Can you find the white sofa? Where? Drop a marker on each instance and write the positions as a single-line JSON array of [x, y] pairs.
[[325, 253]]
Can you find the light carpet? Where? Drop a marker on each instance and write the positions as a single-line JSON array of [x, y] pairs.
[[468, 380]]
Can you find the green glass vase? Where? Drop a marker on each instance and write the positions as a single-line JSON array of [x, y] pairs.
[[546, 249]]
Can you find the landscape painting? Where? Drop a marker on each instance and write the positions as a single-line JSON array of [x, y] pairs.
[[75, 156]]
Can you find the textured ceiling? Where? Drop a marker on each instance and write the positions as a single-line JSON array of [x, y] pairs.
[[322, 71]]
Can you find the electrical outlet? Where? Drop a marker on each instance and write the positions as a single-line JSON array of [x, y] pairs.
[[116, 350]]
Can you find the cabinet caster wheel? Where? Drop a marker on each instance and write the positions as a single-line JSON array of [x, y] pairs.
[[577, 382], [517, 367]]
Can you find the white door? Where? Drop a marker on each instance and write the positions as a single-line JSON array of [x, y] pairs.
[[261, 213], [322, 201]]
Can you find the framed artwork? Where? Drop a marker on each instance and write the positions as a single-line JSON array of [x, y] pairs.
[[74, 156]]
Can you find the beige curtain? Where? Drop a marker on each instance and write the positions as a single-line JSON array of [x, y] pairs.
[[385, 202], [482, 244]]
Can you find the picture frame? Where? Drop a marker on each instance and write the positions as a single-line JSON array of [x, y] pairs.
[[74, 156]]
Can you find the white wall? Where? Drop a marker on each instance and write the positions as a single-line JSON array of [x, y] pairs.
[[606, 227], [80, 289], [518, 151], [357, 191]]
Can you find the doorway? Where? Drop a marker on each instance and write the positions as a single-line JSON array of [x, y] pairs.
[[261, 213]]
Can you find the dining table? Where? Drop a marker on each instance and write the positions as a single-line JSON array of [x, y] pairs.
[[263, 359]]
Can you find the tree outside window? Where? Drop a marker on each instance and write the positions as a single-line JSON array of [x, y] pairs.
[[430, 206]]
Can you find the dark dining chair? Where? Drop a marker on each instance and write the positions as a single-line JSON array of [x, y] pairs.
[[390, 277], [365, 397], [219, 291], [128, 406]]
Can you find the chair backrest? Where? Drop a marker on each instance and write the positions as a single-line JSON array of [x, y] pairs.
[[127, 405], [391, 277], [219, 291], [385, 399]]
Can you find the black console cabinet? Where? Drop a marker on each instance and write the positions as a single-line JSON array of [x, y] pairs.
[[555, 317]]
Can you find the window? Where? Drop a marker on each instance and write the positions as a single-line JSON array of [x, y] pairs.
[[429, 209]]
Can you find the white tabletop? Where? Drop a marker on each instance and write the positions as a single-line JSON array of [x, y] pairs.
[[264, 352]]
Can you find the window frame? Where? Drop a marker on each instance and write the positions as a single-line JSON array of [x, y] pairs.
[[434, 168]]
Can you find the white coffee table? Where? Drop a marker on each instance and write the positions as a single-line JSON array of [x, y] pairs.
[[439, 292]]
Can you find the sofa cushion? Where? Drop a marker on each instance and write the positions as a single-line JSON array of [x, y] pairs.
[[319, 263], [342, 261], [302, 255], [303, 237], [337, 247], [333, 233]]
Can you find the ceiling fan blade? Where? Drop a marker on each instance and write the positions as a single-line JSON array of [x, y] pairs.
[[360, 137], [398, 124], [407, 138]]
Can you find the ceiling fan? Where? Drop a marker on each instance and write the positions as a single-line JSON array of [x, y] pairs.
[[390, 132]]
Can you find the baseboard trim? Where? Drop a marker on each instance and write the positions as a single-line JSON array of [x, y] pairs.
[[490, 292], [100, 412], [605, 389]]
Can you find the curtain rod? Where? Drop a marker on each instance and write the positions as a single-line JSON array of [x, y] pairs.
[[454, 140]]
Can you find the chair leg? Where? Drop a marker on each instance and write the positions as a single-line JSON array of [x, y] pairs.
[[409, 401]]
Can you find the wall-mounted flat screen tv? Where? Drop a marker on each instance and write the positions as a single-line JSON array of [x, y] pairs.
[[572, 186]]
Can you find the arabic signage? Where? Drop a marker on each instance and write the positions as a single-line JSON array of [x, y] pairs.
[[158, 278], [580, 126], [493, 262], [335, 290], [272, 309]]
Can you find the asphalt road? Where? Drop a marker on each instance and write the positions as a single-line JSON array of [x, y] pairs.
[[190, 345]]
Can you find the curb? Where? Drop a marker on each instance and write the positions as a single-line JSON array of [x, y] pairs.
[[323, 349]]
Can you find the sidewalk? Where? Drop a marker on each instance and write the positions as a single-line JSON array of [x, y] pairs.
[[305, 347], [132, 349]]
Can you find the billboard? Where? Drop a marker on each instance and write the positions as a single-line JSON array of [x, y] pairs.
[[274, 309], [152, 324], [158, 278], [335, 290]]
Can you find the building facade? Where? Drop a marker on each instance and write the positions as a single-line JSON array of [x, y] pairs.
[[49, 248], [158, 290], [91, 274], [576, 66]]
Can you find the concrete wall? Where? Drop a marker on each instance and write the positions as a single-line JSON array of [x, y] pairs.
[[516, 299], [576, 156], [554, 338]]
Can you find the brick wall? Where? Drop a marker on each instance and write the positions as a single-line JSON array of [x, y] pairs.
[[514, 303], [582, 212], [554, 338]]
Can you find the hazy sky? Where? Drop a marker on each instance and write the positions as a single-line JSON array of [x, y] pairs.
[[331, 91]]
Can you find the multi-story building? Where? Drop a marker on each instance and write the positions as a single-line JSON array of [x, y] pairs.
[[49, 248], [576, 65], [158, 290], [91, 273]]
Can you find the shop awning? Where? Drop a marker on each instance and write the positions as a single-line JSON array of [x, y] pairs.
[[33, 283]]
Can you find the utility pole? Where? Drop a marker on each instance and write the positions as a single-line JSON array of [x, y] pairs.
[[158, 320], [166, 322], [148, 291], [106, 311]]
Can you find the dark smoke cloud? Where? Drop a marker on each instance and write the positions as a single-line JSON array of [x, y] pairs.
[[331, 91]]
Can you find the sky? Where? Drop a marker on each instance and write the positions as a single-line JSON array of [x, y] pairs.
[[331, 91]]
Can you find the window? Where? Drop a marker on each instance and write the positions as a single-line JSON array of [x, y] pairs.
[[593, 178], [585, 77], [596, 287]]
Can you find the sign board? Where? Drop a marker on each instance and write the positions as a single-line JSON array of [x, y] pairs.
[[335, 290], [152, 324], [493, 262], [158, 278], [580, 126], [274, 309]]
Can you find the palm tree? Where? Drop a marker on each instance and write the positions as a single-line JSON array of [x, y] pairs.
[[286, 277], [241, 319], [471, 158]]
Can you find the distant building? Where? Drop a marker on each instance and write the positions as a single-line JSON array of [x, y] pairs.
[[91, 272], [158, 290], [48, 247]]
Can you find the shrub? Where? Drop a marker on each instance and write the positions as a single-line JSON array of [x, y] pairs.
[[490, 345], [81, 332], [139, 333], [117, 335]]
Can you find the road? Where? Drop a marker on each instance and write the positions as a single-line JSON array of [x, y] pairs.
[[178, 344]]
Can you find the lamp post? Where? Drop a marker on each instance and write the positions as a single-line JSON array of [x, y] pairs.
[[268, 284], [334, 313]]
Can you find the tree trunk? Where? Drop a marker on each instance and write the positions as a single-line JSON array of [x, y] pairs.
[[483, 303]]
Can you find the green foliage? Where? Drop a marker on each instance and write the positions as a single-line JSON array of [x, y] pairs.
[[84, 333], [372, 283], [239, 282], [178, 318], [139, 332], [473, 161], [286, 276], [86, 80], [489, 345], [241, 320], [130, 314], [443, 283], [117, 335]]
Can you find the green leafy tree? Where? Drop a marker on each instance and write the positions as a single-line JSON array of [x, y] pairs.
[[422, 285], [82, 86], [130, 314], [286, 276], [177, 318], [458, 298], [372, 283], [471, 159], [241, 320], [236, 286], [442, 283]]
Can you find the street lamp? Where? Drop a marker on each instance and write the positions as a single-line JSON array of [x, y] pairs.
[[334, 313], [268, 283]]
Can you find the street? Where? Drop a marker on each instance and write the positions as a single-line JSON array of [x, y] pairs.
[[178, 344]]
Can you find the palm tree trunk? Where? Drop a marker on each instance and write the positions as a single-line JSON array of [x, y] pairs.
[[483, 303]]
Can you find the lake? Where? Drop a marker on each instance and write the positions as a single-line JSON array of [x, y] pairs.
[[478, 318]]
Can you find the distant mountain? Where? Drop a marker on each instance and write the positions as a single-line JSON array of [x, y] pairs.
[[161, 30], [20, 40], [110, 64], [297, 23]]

• What the exercise asks:
Rewrite everything from the first of the rows above down to the line containing "[[468, 380]]", both included, keeping the requests as they are and multiplying every coordinate in the answers by 1.55, rounded to whole numbers with halves going up. Give only those lines.

• Correct answer:
Can you find the white sofa? Where? Drop a marker on each instance and write the positions as a single-line JSON array of [x, y] pairs.
[[504, 392]]
Can you find the light carpet? Where? Drop a marker on each instance and write the positions as a single-line JSON array of [x, y] pairs.
[[725, 589]]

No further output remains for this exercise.